REQUIREMENTS
Rewrite the records below, putting "mark" wherever "tag" appears and leaving everything else unchanged.

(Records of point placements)
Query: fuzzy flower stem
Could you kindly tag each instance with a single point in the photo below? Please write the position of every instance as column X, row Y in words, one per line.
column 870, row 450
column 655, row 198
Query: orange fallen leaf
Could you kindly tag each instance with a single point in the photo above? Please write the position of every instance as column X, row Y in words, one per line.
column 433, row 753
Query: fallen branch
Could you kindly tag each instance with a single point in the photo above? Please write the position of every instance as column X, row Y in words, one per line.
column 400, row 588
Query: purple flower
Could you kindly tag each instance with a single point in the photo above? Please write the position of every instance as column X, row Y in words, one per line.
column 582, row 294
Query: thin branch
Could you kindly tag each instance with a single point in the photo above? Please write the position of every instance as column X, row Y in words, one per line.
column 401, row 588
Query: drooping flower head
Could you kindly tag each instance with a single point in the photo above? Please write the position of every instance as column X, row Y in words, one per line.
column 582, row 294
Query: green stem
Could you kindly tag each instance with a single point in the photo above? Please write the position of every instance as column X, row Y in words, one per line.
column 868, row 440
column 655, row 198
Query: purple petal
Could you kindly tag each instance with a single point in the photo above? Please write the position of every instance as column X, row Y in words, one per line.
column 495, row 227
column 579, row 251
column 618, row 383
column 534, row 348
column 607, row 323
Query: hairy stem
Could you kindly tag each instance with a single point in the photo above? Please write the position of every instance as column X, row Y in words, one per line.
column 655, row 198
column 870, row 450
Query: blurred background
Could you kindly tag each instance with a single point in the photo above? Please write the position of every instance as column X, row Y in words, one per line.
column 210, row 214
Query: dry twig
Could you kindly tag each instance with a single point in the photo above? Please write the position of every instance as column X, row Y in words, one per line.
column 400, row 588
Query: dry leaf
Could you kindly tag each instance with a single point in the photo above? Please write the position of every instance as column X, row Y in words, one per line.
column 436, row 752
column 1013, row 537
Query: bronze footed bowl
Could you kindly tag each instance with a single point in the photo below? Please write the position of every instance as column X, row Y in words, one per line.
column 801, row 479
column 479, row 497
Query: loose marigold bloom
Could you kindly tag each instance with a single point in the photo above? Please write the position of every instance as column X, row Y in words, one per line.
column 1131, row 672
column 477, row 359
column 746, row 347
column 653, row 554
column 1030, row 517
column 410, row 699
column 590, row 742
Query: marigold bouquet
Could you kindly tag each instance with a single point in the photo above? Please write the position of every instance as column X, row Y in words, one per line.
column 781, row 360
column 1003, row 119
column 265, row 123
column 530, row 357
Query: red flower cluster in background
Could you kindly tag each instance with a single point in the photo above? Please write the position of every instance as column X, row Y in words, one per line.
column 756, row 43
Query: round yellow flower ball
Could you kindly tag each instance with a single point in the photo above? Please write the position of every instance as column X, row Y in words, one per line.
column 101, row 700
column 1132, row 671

EXERCISE OUTPUT
Query: fuzzy flower stem
Could you kindly mark each instance with a single point in the photo below? Please write the position of every instance as column X, row Y in words, one per line.
column 870, row 450
column 655, row 198
Query: orange fallen leaf
Could you kindly mark each instance with a single point in the photo above? Please write the position of every instance as column X, row Y in words, one per line.
column 433, row 753
Query: fallen branch
Could you kindly mark each instance with a single point in the photo above? Please write the position of every instance as column X, row Y in words, one per line.
column 400, row 588
Query: purple flower
Could you kindly mark each instance with a single point in the photo above? Please write the position of every instance as column X, row Y in words, one per line.
column 582, row 294
Query: thin branch
Could you kindly mark each instance with a single point in the photo above? Please write the position of every instance as column X, row Y in words, one per line.
column 401, row 588
Query: drooping flower head
Could you kindly mark each instance with a single point in the photo above? Please write the position of every instance as column X, row Y in words, one per line.
column 582, row 294
Query: green stem
Could you kindly mark each instance with a single point in the photo above? Please write the position of every instance as column X, row Y in words, one per line.
column 868, row 440
column 655, row 198
Query: purple petal
Could you kindly mark each instance with a single point in the photo above? Please write the position of every instance as column X, row Y in words, one per line.
column 495, row 227
column 579, row 251
column 618, row 383
column 534, row 348
column 607, row 323
Query: hairy stem
Could you kindly mark each instance with a single point in the photo above? Please write the position of every instance as column X, row Y in words, one per line.
column 655, row 198
column 870, row 450
Query: blurred background
Could you kindly mark each instance with a single point in the photo above? Please write the position of every instance as column X, row Y in words, one per line.
column 210, row 214
Query: dry twig
Could you kindly mark each instance with a single point in the photo above? Please write the position of every instance as column X, row Y in words, one per line.
column 400, row 588
Query: dry leaf
Could you kindly mark each instance with a single point in the photo above? Please write the position of every instance as column X, row Y in words, one per line.
column 436, row 752
column 1013, row 537
Query: bronze footed bowl
Could you kindly mark each instance with a single point in the photo below? Please write the position of every instance as column X, row Y in words, one per line.
column 801, row 479
column 479, row 497
Query: loose marigold bloom
Could you kindly mark each instance with a single point in the photo above? Please write the position of every instance as column X, row Y in words, one per line.
column 1131, row 672
column 477, row 359
column 746, row 347
column 653, row 554
column 1030, row 517
column 410, row 699
column 590, row 742
Query: marigold bouquet
Could you kindly mark each instance with a single point in the photo above? Please write the position of every instance as column X, row Y in words, one per line.
column 781, row 360
column 1003, row 119
column 265, row 123
column 530, row 357
Query: red flower cluster in background
Could you kindly mark each instance with a single point in the photo above? Please write the position of every instance as column X, row Y in words, one per line.
column 756, row 43
Query: round yellow flower ball
Could you kindly mark each instance with a single point in the photo above? Please write the position of every instance as column X, row Y in words, one per line.
column 101, row 700
column 1132, row 671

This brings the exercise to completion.